> **Task description**
Answer these questions using the passage below on Keynesian views of government spending:
1. When do Keynesians support cutting government spending, and for what purpose?
2. Who is named as Bush's chief economic adviser?
3. When a recession happens, where does the invisible hand of finance put savings?

> **Source extract**
# # # #

Bastiat attacked the mmutilitarian logic that defense spending is always good for GDP. This is often derided by calling it military Keynesianism, but that is a misnomer because most of those people are just in favor of higher military expenditures regardless of the business cycle. Keynesians are often mischaracterized as always supporting increased government spending, but they support cutting government spending (to cut deficits) when unemployment is low. Military spending, like all government spending, is only good if it is more productive than its opportunity cost and the opportunity cost rises during economic expansions when businesses need more workers. In 2012, Ryan and Romney’s military spending priorities agreed with Keynesian logic because there happened to be high unemployment at the time and so there was a Keynesian justification for military spending. But Keynesians should support decreasing government spending when unemployment is low and Bush’s chief economic adviser, Michael Boskin always opposes defense cuts. For example, he opposed defense cuts in the mid 1990s when unemployment was extremely low and he made the nonsensical argument that it would increase unemployment at a time when unemployment was arguably too low. That is not Keynesianism, it is a true example of the broken window fallacy. Keynesianism recommend cutting government spending because unemployment was so low. When resources are fully employed, Keynesians agree with the broken window fallacy.

When hoarding (wasteful saving) causes a recession, the opportunity cost of government spending is extremely low when spending redistributes resources from unproductive hoarders who have too much money to the unemployed who have too little. During economic expansions when unemployment is low, savings (mostly of older, richer people) is productively channeled by financial institutions to borrowers who need the money more than the savers. Like an invisible hand, finance channels the impulse to save and hoard into productive activity by lending savings to people with a greater need of the resources. When a recession happens, the invisible hand of finance stops channeling savings to put people to work. Instead, the invisible hand of finance puts savings into unproductive hoards. The money leaves the economy which makes the economy poorer. Workers lose their jobs due to the lack of spending and factory owners go bankrupt because their factories sit idle. Keynes’ genius was in realizing how monetary and fiscal policy can be used to make the clenched hand of finance relax and release the hoards to get people (and our capital equipment) working productively again.

# # # #

> **Data for analysis**
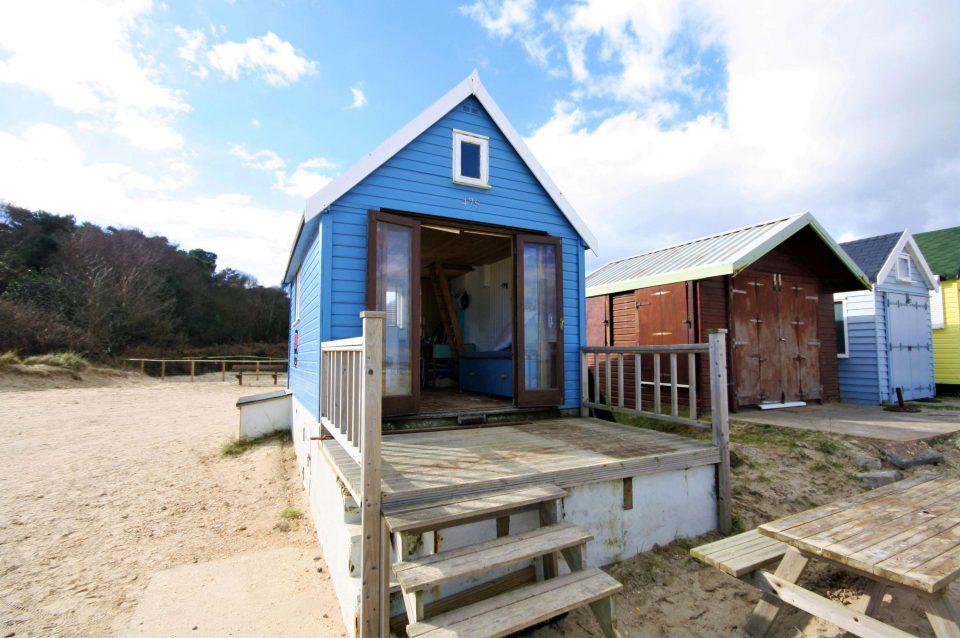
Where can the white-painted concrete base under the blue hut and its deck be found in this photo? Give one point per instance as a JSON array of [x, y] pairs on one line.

# # # #

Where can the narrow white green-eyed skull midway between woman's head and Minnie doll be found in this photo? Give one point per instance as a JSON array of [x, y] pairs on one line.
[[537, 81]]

# # # #

> **Response area**
1. When unemployment is low, to cut deficits.
2. Michael Boskin.
3. Into unproductive hoards.